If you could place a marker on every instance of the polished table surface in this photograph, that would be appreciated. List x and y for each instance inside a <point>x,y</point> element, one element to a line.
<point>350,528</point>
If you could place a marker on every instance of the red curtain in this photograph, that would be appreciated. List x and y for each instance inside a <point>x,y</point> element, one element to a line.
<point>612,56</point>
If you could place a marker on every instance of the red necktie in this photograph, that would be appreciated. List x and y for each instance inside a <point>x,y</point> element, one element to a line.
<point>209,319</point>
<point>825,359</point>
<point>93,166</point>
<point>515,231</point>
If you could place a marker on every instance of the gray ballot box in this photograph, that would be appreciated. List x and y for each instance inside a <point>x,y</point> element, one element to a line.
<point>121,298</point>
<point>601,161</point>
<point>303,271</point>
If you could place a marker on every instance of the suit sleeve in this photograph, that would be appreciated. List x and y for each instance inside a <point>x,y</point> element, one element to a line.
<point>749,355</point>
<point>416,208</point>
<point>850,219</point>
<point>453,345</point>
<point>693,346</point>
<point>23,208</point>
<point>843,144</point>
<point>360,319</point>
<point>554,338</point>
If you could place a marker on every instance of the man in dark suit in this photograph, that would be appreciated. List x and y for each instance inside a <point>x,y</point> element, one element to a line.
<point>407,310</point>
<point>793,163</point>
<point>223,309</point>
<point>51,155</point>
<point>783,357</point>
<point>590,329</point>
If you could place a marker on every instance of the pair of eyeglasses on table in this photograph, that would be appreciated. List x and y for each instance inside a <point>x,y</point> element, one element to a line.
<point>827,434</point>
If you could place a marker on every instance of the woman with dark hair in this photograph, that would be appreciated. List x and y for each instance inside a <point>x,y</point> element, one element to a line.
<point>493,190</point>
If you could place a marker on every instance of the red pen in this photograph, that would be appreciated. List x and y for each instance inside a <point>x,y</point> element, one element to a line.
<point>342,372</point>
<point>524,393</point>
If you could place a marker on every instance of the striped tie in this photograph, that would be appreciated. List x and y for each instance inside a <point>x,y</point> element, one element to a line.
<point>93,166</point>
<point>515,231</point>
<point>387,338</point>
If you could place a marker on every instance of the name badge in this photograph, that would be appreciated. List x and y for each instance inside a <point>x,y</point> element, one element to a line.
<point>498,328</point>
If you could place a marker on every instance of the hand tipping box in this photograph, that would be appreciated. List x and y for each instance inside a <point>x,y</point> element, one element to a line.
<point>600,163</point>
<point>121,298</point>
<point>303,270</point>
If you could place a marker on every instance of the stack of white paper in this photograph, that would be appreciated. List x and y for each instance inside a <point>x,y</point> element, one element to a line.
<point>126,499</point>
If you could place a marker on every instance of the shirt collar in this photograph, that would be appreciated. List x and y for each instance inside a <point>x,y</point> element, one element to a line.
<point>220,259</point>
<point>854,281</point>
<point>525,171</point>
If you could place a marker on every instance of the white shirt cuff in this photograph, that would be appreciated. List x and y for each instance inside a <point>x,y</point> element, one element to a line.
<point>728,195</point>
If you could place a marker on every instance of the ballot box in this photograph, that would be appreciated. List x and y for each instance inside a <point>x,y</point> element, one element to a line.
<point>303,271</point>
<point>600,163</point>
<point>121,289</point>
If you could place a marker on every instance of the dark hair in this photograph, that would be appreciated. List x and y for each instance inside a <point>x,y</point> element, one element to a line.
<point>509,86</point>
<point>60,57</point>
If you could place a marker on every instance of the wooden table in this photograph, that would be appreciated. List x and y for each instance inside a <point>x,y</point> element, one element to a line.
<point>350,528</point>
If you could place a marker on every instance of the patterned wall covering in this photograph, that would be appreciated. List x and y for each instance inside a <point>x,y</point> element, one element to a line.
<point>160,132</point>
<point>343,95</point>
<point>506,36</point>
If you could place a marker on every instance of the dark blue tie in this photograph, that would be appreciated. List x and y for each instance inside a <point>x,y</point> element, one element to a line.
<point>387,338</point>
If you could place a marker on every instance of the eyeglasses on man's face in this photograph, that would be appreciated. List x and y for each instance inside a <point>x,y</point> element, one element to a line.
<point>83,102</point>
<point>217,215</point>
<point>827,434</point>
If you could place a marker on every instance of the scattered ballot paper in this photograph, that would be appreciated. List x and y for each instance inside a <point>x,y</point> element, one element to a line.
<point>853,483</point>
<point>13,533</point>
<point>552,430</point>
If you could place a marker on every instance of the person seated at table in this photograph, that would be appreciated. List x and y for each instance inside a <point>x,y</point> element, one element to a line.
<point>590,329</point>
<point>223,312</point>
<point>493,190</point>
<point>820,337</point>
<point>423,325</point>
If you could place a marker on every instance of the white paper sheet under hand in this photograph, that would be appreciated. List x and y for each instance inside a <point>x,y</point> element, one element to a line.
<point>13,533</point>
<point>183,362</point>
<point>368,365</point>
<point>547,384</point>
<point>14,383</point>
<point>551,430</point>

#### DIRECTIONS FOR THIS TASK:
The entries above are to be restated word for word.

#### RESPONSE AREA:
If you could place a marker on every instance of the polished table surface in this photograph, that would be appreciated. List x and y for each instance inside a <point>x,y</point> element, one element to a line.
<point>350,528</point>
If you could place a marker on every instance of the red curtain in this photograph, that would be appreciated. List x and y for each instance inside a <point>x,y</point> element, one element to a line.
<point>612,56</point>
If you could place a marker on every instance of the red necktie in this photograph, that would be appreciated. List x and y for each instance inside a <point>x,y</point> element, one element to a line.
<point>209,319</point>
<point>825,359</point>
<point>93,166</point>
<point>515,231</point>
If you could place a marker on every instance of the gray ballot box in this photograph, that would be appreciated. List x and y for each instance inside a <point>x,y</point> element, one element to a line.
<point>121,298</point>
<point>601,161</point>
<point>303,271</point>
If you could place a marker on every instance of the suit sleeve in this photograph, that would be appreciated. List x and y for each instance inside a <point>x,y</point> element, one element to a line.
<point>749,355</point>
<point>416,208</point>
<point>850,219</point>
<point>453,345</point>
<point>693,346</point>
<point>23,208</point>
<point>843,144</point>
<point>360,319</point>
<point>554,338</point>
If you could place a marker on every instance of the man in dark suit in this photograph, that would be appreciated. List x and y for each instance inside a <point>x,y</point> element, one element to a line.
<point>407,310</point>
<point>793,163</point>
<point>223,309</point>
<point>51,155</point>
<point>783,357</point>
<point>590,329</point>
If you could place a marker on every instance of the pair of eyeglasses on table in this photograph, that would be appreciated. List x and y for each instance inside a <point>x,y</point> element, one element to a line.
<point>827,434</point>
If you could place a marker on every instance of the woman with dark hair in this photograph, that would be appreciated. List x and y for each instance inside a <point>x,y</point> element, one element to a line.
<point>493,190</point>
If you could place a marker on every instance of the red pen in this photograph, that would be appreciated. List x and y for each instance inside a <point>x,y</point> element, one element to a line.
<point>342,372</point>
<point>524,393</point>
If you could place a marker on every instance of the striped tie in this photograph, that would be appreciated. List x and y for each instance inside a <point>x,y</point> element, one element to a line.
<point>93,166</point>
<point>515,231</point>
<point>387,338</point>
If you could place a marker on every instance of the name badge in this photograph, that would be appreciated. List x and y for each instance inside a <point>x,y</point> element, one element to a line.
<point>498,328</point>
If you could place a marker on every instance of the hand tipping box in this photograph, that would be appreciated. List x and y for each instance inside a <point>x,y</point> element, one element to a line.
<point>600,163</point>
<point>121,298</point>
<point>303,270</point>
If you could place a marker on every instance of the stack of white paper in this photograph, that would be appreciated. List x and y for each instance inside a <point>x,y</point> element, one element to a line.
<point>126,499</point>
If you could place a marker on every instance of the shirt collar in this photograph, that would be appreciated. List x and y for each instance inside a <point>x,y</point> element, one element to a line.
<point>220,259</point>
<point>854,281</point>
<point>525,171</point>
If you could place a marker on every instance of the white shirt cuff in this photograph, that would be appreciated. List x and y for each instance inside a <point>x,y</point> element, one element to a line.
<point>728,195</point>
If you could place a marker on every instance of the ballot box in this photograph, that would be appreciated. List x and y for each instance inside a <point>x,y</point> element, one element to a line.
<point>303,271</point>
<point>600,163</point>
<point>121,289</point>
If you could place a marker on every instance of the dark hair in this photograph, that would be appreciated. List x and y for each instance inside a <point>x,y</point> element, one element to a line.
<point>509,86</point>
<point>60,57</point>
If you could place a marker on every instance of the wooden table in this photograph, that would be appreciated. List x and y for each instance inside a <point>x,y</point> element, one element to a line.
<point>350,528</point>
If you could place a marker on every instance of the patterned wall covering in this photograph, that would be appreciated. List x and y for each instance inside a <point>x,y</point> element, one element to a line.
<point>160,132</point>
<point>343,95</point>
<point>506,36</point>
If you could place a marker on every instance of the dark blue tie in this photograph, that would be appreciated. List x and y for each instance inside a <point>x,y</point> element, one element to a line.
<point>387,338</point>
If you could place a marker on every instance of the eyeglasses on man's face in this photograph, that would be appreciated. List x and y for each instance inside a <point>x,y</point> element, one element to a line.
<point>83,102</point>
<point>217,215</point>
<point>827,434</point>
If you could place a marker on every instance of the scattered ballot paper in this photograph, that would be appreciated. List x and y for each instance inside a <point>x,y</point> element, one element to a line.
<point>853,483</point>
<point>13,533</point>
<point>552,430</point>
If you could place a marker on every instance of the person seated at table in this photograph, that would be appreciated. List x and y for each instance inside a <point>x,y</point> element, one element to a line.
<point>590,329</point>
<point>223,312</point>
<point>493,190</point>
<point>820,337</point>
<point>423,325</point>
If you could place a marker on every instance of the white paper sheet under hand in this photograph, that would be appreciated. List x and y for each instance inside a <point>x,y</point> element, one element to a line.
<point>13,533</point>
<point>183,362</point>
<point>368,365</point>
<point>547,384</point>
<point>14,383</point>
<point>551,430</point>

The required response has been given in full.